DATA PROVIDED >>
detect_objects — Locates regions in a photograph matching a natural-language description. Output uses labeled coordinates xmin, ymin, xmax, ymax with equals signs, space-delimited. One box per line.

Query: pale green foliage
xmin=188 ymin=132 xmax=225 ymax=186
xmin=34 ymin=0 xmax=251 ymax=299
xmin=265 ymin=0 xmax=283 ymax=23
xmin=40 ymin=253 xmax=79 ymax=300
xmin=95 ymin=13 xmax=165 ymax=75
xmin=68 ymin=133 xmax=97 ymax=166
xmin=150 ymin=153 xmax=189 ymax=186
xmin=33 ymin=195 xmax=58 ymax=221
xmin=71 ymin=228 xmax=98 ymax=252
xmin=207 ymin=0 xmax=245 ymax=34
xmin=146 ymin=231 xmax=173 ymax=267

THE PROBLEM >> When you answer, return the records above exactly as they stand.

RESULT >>
detect_objects — Locates regions in a photograph matching a natural-language description. Output uses labeled coordinates xmin, ymin, xmax, ymax with equals signs, space-delimited. One box per line.

Query: pale green foliage
xmin=188 ymin=132 xmax=225 ymax=186
xmin=34 ymin=0 xmax=251 ymax=299
xmin=265 ymin=0 xmax=283 ymax=23
xmin=40 ymin=253 xmax=79 ymax=300
xmin=95 ymin=13 xmax=165 ymax=75
xmin=68 ymin=133 xmax=97 ymax=166
xmin=150 ymin=153 xmax=189 ymax=186
xmin=33 ymin=195 xmax=58 ymax=221
xmin=71 ymin=228 xmax=98 ymax=252
xmin=207 ymin=0 xmax=245 ymax=34
xmin=146 ymin=231 xmax=173 ymax=267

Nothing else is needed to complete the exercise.